== Segment start ==

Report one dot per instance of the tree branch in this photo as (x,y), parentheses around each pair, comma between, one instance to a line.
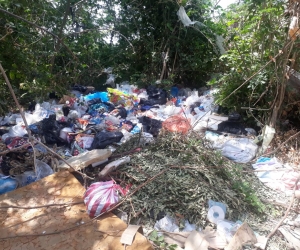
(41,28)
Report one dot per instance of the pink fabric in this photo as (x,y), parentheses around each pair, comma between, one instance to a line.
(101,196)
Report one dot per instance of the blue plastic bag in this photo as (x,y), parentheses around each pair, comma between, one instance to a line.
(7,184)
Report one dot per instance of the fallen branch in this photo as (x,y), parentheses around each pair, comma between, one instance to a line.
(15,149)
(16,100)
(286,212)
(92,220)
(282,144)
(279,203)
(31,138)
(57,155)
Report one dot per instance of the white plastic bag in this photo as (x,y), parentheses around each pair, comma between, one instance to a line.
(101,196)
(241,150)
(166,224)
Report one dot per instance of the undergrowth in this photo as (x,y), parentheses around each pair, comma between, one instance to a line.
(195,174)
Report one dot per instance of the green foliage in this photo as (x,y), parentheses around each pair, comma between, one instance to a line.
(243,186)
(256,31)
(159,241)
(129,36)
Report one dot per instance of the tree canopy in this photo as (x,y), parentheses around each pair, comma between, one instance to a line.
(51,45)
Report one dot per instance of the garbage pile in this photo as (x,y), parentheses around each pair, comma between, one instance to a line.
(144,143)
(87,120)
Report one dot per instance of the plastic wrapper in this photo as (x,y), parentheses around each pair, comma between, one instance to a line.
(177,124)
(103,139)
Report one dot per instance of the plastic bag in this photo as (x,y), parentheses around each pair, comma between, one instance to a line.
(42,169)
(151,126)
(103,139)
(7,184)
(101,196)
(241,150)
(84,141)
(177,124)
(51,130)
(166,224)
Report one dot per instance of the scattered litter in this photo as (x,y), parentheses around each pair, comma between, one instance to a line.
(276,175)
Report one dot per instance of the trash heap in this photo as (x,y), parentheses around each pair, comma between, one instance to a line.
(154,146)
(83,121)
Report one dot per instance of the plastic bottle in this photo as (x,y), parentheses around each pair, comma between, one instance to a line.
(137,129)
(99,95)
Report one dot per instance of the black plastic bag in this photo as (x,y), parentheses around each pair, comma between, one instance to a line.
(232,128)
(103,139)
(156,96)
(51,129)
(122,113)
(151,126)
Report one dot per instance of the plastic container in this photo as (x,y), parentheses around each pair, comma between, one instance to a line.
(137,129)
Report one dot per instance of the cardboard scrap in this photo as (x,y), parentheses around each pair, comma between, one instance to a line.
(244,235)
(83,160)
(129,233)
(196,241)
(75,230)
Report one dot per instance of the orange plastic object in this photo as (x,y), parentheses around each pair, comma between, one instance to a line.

== Segment end ==

TASK ITEM -
Please reproduce the material above word for word, without its images.

RESPONSE -
Report one dot per instance of the tree branch in this photo as (x,y), parentheses around each pair, comma between, one instance to a line.
(41,28)
Report one dot per instance of the pink fabric in this photo as (x,y), parentheses around each pair, comma between, one instance to a line.
(101,196)
Report one dot per instance of the blue plastic bag in this photo as (x,y), parentheses around each pair, comma between, one instance to a line.
(7,184)
Report one dot per instance of the fallen branch in this photo as (x,y), parentheses around each pair, comma between, one instance to a line.
(15,149)
(16,100)
(286,212)
(92,220)
(282,144)
(279,203)
(31,138)
(57,155)
Report one dot per instance of the white plastic bag in this photo as (x,y), parentheses around each pair, comma between, one instance to a line.
(101,196)
(241,150)
(166,224)
Report one dot per instance of the undergrowth in this photo as (x,y), parentheses around each pair, comma between, one instance to a line.
(195,174)
Report one dot per instance of the green foliage in this photo as (x,y), parentheses around each pair, comma between, one instance to a line.
(243,186)
(256,31)
(159,241)
(129,36)
Report one dot per instance of the tree canopy in this photo as (x,y), parentheses around each pair, comma between, one instance to a line.
(51,45)
Report one dot per instance of the garbage pile in this photo as (x,y), parentheses around each pair, comma between, one instance to a line.
(144,143)
(87,120)
Report one dot per instance of the plastic wrapper in this photo as (x,y), parentheses around each pair, comma between, one instance to a line.
(177,124)
(103,139)
Report one dot per instance of the plastic bag in this photo as (x,y), parentheses around each pair, comma between, one instance to a line.
(42,169)
(151,126)
(103,139)
(7,184)
(101,196)
(241,150)
(84,141)
(177,124)
(51,130)
(166,224)
Report one dot per instance of the scattered litter in this photo as (x,y), parentheses around each pair, comma between, one instance to a line.
(276,175)
Report one dot per instance of the trash heap in this photo as (x,y), parentheses around each pair, comma between, one instance to a line.
(154,146)
(83,121)
Report one dot per instance of the plastic bottle in this photo as (x,y), parentheses around each pair, comma between, one instance to a line.
(137,129)
(99,95)
Report one dot per instance of the black plastic bag in this photo as (x,y), parentheses around each pair, comma between, one instance to a line.
(232,128)
(103,139)
(156,96)
(51,129)
(122,113)
(151,126)
Report one dot per instance of the plastic container in this photo as (x,y), parentheses around each pair, comma between, one instance to a line.
(137,129)
Report one dot per instance of the cardboard scrap in this photo as (x,y), parentheses around each pair, comma between, one instance to a line.
(244,235)
(83,160)
(129,233)
(196,241)
(75,230)
Report one dot per instance of the orange plastic object in this photo as (x,y), parentheses around each pair, comma between, one instance to a line.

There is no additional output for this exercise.